GIVEN PASSAGE

Nurses won't join teachers' strike
BY MDUDUZI MAGAGULA
MBABANE – The Swaziland Democratic Nurses Union (SWADNU) says it will not join the ongoing ‘strike’ dubbed ‘Waya-waya’ (indefinite) by the Swaziland National Association of Teachers (SNAT).
President Bheki Mamba said the issue of salaries was not very pressing to members of his union at the moment.
He also said nurses belonged to a cadre of civil servants classified as essential services.
Mamba said what was important to nurses was their health and safety in the environment they worked in.
Mamba said a lot of them were dying because of government’s failure to provide adequate safety facilities in hospitals and clinics.
"We work in a highly infectious environments for 24 hours each day. We work in wards where there are many sick patients with no protective systems in place," he said.
He said what compounded their situation was the fact that when they fell sick , government did not implement compensatory mechanisms to assist them in coping with the ailment they contracted from work.

RECORD EXCERPTS
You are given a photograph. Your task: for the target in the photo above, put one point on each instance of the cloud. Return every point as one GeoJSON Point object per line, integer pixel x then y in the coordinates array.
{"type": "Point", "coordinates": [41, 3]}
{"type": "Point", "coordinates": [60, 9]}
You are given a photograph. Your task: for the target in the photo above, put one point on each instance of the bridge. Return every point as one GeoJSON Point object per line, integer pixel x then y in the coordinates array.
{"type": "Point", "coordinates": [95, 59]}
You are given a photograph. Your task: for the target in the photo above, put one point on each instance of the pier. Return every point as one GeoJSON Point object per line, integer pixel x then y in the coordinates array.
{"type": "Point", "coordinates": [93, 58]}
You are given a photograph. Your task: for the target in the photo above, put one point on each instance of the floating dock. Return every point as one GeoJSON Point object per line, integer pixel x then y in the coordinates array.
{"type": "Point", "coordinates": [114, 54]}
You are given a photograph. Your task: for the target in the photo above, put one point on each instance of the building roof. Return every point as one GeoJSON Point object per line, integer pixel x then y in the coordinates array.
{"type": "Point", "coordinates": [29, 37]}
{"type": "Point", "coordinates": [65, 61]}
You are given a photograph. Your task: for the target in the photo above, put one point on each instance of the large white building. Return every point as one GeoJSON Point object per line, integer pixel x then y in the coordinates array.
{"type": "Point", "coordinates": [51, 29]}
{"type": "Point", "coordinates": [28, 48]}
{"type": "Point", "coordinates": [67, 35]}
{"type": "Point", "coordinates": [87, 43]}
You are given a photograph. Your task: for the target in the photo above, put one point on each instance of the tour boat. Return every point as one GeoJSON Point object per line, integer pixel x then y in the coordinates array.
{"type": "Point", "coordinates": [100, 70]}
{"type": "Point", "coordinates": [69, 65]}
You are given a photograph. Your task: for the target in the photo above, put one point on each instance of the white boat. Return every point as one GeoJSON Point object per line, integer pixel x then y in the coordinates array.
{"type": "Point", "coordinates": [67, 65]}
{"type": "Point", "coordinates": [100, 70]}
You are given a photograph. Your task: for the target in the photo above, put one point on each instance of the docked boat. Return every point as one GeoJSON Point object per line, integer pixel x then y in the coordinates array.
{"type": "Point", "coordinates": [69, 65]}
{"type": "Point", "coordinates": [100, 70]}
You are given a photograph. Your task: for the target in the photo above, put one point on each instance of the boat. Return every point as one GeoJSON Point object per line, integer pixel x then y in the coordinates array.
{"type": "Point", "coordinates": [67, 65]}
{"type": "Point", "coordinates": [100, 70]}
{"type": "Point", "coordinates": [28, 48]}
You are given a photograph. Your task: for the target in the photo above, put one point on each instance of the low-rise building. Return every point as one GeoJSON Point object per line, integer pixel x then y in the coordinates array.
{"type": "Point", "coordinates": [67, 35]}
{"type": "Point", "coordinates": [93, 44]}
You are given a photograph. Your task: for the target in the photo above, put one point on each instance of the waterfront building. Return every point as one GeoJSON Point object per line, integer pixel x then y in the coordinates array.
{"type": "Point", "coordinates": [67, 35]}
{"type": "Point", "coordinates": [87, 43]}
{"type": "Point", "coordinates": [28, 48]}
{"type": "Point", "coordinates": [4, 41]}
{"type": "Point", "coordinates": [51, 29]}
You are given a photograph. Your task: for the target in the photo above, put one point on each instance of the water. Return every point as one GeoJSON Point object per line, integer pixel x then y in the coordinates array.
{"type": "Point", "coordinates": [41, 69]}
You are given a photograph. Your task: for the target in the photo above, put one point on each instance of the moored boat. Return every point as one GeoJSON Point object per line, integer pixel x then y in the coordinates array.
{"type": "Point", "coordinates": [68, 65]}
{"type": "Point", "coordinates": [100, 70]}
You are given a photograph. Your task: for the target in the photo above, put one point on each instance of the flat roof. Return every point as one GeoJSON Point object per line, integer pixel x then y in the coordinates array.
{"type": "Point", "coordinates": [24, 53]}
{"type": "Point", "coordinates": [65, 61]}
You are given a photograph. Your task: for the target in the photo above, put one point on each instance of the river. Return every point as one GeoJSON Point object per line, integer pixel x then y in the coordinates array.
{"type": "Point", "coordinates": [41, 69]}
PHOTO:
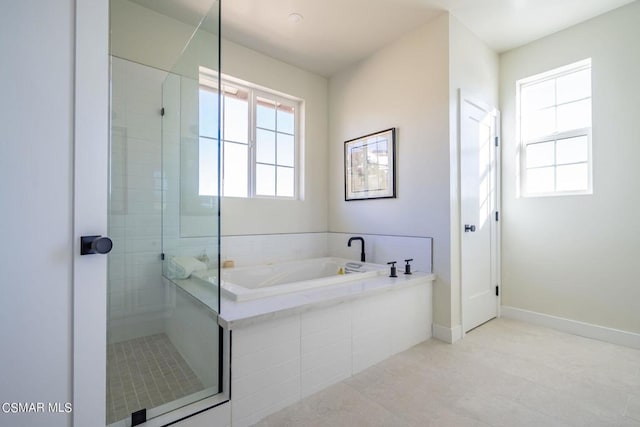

DIRECTIONS
[A] Name every type of workplace where nurses work that the article on the nurses' union mentions.
[B] Please revise the article on the nurses' union from "Nurses won't join" to "of Teachers (SNAT).", swapping "ongoing" for "planned".
[C] Summarize the article on the nurses' union in two sentences.
Work only from the article on the nurses' union, not from the rows.

LIST OF ANSWERS
[A] Hospitals, clinics, wards

[B]
Nurses won't join teachers' strike
BY MDUDUZI MAGAGULA
MBABANE – The Swaziland Democratic Nurses Union (SWADNU) says it will not join the planned ‘strike’ dubbed ‘Waya-waya’ (indefinite) by the Swaziland National Association of Teachers (SNAT).

[C] The Swaziland Democratic Nurses Union says it will not join the indefinite strike by the Swaziland National Association of Teachers, because its president, Bheki Mamba, said salaries are not pressing for its members, who are classified as essential services. Mamba said nurses care most about health and safety at work, since many are dying because government fails to provide adequate safety facilities and does not compensate them when they fall sick from work.